### QUESTIONS SUR L'EXTRAIT
A. Pour chacune des affirmations (i), (ii) et (iii), indiquez par oui ou non si elle concorde avec l'entretien, puis citez mot pour mot le passage qui tranche.
(i) La première du spectacle se tiendra à Art Basel.
(ii) Les équipes médicales sont interprétées par des acteurs.
(iii) Claudia Castellucci est chargée d'écrire les devinettes.
B. Répondez brièvement, d'après l'entretien, aux points suivants :
(i) Combien de blessés sont prévus pour l'instant ?
(ii) De quoi sera faite la peinture qui restera sur le sol à la fin ?
(iii) Quel monument est présenté comme le fondement de l'esthétique occidentale ?
C. Reproduisez sans modification le passage de l'entretien qui s'ouvre sur les mots contenant « Le spectacle apparaîtra-t-il » et se termine par « tous les fluides. ».
##### EXTRAIT PRÉSENTÉ #####
Il y a un échec à chaque fois ?


Romeo Castellucci : Oui. Et en même temps, on projette une devinette sur les murs.


Une énigme, comme celle d’OEdipe ?


Romeo Castellucci : La devinette est une invention grecque. Claudia [Castellucci] écrit les devinettes. Je me suis adressé à elle parce qu’elle est, selon moi, la seule à pouvoir écrire des devinettes.


Le spectacle apparaîtra-t-il comme une performance ?


Romeo Castellucci : La première aura lieu à Art Basel, dans le contexte de la foire. Le blessé est un acteur, un seul à chaque fois. Six blessés sont prévus pour l’instant. Il y a six équipes médicales différentes et chaque équipe médicale est vraie. Ce sont comme six tableaux d’une ville, six tableaux de la douleur. Il y a un côté primaire, concentré sur le voyeurisme, sur le fait qu’on aime voir des accidents. A la fin, il restera sur le sol une immense peinture faite par le faux sang et tous les fluides.


Comme le sol souillé à la Pollock de Sul concetto di volto nel figlio di Dio ?


Romeo Castellucci : Exactement, une action painting. Cet aspect primaire est contrebalancé par les devinettes qui ont quelque chose de mental, de froid. Il y a un double jeu entre ce qui vous noue le ventre, ce côté animal et cette phrase qui est un défi intellectuel. Les relations entre les deux passent à travers un regard grec. Le Parthénon, qui est le fondement de l’esthétique occidentale, représente la beauté. Que veut dire cette référence à la beauté quand elle montre la douleur ? Que signifie la fiction, qui trouve sa référence au cinéma, dans le pire Hollywood, celui de la télé, dans la fascination pour la douleur et le sang, dans les scènes de docteurs?
##### DONNÉES DISPONIBLES #####
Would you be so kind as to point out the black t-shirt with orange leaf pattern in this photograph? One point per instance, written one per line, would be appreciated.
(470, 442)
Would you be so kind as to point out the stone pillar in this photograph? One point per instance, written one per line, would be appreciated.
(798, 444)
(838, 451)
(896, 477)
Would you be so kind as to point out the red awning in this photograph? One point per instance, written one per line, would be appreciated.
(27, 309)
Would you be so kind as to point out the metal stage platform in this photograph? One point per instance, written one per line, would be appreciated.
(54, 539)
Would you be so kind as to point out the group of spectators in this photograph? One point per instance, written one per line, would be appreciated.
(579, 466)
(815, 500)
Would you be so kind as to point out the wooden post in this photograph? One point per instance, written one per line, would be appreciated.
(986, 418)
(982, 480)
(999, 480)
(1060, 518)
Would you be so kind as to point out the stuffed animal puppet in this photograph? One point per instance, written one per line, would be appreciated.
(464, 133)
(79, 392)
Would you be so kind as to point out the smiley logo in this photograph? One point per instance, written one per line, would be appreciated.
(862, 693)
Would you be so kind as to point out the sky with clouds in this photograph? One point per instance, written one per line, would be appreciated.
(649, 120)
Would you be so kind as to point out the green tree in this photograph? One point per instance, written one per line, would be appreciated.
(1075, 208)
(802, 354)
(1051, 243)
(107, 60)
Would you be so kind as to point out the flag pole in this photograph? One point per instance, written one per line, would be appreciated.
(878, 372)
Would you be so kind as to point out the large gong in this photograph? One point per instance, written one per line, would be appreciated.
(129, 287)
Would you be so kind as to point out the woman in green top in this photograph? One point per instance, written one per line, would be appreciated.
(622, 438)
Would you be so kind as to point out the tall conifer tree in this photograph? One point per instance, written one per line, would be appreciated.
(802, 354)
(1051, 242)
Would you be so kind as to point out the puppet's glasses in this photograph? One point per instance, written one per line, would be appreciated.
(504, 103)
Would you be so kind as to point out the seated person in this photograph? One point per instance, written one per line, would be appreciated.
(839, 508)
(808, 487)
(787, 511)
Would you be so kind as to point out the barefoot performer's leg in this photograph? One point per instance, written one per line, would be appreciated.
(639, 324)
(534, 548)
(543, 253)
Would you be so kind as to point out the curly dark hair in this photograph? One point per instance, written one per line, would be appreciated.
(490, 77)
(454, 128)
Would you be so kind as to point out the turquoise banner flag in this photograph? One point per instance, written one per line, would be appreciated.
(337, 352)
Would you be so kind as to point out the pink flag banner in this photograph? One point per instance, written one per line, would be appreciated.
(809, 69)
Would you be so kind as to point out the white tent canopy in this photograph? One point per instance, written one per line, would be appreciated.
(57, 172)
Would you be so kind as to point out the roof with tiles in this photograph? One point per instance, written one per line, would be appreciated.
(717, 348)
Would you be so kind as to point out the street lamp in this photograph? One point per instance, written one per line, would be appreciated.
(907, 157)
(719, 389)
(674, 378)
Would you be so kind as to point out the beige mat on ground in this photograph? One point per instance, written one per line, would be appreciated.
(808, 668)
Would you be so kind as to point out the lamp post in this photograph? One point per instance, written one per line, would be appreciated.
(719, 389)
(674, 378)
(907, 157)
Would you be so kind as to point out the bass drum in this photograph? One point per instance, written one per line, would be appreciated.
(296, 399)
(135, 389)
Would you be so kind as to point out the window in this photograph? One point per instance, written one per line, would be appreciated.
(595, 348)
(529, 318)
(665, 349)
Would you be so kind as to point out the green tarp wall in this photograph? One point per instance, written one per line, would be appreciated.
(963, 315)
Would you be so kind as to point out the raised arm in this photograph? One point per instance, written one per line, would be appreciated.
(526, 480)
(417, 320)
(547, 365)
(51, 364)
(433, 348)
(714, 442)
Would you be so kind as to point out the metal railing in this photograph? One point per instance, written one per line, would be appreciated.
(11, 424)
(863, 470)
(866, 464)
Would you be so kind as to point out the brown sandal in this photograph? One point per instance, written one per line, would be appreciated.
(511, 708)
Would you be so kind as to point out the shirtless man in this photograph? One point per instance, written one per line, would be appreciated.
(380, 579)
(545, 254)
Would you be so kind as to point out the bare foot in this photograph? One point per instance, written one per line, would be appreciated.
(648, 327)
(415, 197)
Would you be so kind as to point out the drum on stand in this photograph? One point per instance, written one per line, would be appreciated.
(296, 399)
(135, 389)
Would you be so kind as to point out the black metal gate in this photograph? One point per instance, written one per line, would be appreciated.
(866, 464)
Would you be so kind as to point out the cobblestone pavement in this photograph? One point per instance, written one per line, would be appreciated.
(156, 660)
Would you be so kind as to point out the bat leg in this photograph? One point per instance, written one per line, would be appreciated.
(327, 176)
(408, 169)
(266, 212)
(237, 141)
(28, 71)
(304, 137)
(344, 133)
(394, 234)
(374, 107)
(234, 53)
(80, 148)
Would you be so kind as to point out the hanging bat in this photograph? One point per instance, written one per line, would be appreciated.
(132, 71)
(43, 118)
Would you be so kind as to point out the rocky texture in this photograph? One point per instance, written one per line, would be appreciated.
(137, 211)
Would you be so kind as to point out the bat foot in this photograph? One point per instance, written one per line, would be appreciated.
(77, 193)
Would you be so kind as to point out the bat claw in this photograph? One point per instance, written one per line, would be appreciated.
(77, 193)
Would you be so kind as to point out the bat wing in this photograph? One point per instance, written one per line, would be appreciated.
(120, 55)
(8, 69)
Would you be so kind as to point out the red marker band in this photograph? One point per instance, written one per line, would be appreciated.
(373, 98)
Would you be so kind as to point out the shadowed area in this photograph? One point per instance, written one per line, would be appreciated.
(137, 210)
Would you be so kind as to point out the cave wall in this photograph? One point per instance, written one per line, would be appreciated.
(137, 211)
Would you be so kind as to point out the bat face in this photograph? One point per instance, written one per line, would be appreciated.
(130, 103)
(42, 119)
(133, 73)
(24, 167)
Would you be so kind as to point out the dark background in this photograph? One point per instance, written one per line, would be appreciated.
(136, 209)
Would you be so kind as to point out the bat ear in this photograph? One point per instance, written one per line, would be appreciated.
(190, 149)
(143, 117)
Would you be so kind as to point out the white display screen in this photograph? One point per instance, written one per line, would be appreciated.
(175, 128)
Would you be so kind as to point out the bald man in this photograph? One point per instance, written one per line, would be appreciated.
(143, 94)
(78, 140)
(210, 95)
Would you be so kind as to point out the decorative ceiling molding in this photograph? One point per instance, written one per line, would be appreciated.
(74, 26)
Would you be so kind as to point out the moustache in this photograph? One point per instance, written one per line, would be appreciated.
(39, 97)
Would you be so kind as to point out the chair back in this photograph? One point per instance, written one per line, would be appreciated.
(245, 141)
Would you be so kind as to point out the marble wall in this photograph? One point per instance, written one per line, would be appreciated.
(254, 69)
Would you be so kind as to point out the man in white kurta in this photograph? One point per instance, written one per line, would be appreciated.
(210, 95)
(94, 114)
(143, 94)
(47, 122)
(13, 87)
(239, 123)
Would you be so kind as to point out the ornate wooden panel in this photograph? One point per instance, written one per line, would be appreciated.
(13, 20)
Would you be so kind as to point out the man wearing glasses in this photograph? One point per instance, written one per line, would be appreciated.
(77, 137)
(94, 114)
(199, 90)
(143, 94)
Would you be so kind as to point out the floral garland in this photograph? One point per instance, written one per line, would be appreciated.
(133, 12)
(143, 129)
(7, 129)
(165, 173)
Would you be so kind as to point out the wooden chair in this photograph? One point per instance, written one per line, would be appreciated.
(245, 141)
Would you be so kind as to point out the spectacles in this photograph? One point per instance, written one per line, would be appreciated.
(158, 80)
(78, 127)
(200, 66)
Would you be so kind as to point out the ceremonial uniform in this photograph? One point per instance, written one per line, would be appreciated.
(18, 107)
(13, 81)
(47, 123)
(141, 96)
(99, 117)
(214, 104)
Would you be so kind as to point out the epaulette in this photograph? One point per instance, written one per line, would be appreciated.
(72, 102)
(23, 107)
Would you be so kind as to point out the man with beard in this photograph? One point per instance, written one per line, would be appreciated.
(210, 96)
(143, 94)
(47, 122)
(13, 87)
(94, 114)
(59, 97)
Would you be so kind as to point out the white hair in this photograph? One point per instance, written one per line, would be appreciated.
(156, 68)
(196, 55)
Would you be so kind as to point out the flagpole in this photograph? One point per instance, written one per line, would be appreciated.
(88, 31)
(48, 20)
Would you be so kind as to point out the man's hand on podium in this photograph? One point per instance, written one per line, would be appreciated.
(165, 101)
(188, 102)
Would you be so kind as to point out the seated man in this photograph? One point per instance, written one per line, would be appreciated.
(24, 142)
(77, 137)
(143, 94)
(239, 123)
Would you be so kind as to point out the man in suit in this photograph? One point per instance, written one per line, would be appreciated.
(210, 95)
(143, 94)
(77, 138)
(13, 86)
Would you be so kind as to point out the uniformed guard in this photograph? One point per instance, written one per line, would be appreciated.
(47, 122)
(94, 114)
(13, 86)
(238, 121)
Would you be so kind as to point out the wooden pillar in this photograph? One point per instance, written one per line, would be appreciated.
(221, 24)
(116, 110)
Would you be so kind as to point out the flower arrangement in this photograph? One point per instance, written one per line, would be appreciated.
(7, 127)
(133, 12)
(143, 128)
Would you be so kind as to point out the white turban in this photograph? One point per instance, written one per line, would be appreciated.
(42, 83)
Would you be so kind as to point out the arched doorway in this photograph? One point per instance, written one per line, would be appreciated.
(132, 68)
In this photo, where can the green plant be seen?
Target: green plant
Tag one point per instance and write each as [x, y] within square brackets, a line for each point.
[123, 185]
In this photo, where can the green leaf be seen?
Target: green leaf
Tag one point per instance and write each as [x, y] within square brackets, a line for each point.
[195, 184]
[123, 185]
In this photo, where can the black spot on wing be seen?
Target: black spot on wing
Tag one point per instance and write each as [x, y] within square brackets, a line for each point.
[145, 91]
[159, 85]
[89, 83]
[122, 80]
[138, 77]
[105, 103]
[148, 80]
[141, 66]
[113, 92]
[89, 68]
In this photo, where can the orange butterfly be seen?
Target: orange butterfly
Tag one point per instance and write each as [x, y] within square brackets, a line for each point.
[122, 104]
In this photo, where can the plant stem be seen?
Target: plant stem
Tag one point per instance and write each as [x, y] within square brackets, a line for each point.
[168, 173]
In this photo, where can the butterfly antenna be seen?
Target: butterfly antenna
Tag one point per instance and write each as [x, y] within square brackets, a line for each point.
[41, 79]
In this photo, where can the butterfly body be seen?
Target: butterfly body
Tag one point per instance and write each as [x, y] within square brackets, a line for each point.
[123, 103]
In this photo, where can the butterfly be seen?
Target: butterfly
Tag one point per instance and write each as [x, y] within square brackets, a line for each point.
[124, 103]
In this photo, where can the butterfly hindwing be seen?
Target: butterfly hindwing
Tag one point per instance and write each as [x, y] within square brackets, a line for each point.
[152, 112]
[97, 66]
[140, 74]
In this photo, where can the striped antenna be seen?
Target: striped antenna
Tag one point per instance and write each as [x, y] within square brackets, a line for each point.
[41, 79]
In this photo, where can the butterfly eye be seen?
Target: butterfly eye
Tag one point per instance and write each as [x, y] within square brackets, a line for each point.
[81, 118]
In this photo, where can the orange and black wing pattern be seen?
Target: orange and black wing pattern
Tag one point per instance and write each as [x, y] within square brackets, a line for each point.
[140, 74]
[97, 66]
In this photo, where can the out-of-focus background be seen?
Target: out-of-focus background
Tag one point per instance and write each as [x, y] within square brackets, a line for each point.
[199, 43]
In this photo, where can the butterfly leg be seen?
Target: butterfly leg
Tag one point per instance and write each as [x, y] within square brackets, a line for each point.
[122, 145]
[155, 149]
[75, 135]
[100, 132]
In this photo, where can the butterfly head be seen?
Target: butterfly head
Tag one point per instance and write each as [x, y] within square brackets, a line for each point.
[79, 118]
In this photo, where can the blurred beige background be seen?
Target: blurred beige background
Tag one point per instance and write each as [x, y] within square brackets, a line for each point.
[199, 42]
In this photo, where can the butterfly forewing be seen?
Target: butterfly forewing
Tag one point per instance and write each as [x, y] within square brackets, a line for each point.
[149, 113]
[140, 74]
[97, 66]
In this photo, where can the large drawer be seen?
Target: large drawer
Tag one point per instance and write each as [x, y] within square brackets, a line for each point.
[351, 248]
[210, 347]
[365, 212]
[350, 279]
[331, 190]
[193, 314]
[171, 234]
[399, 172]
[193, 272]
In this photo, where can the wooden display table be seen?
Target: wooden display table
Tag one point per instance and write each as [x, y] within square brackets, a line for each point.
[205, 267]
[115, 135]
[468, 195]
#####
### RÉPONSES PAR TÂCHE
A.
(i) Oui : « La première aura lieu à Art Basel, dans le contexte de la foire. »
(ii) Non : « Il y a six équipes médicales différentes et chaque équipe médicale est vraie. »
(iii) Oui : « Claudia [Castellucci] écrit les devinettes. »

B.
(i) Six.
(ii) Du faux sang et de tous les fluides.
(iii) Le Parthénon.

C.
Le spectacle apparaîtra-t-il comme une performance ?


Romeo Castellucci : La première aura lieu à Art Basel, dans le contexte de la foire. Le blessé est un acteur, un seul à chaque fois. Six blessés sont prévus pour l’instant. Il y a six équipes médicales différentes et chaque équipe médicale est vraie. Ce sont comme six tableaux d’une ville, six tableaux de la douleur. Il y a un côté primaire, concentré sur le voyeurisme, sur le fait qu’on aime voir des accidents. A la fin, il restera sur le sol une immense peinture faite par le faux sang et tous les fluides.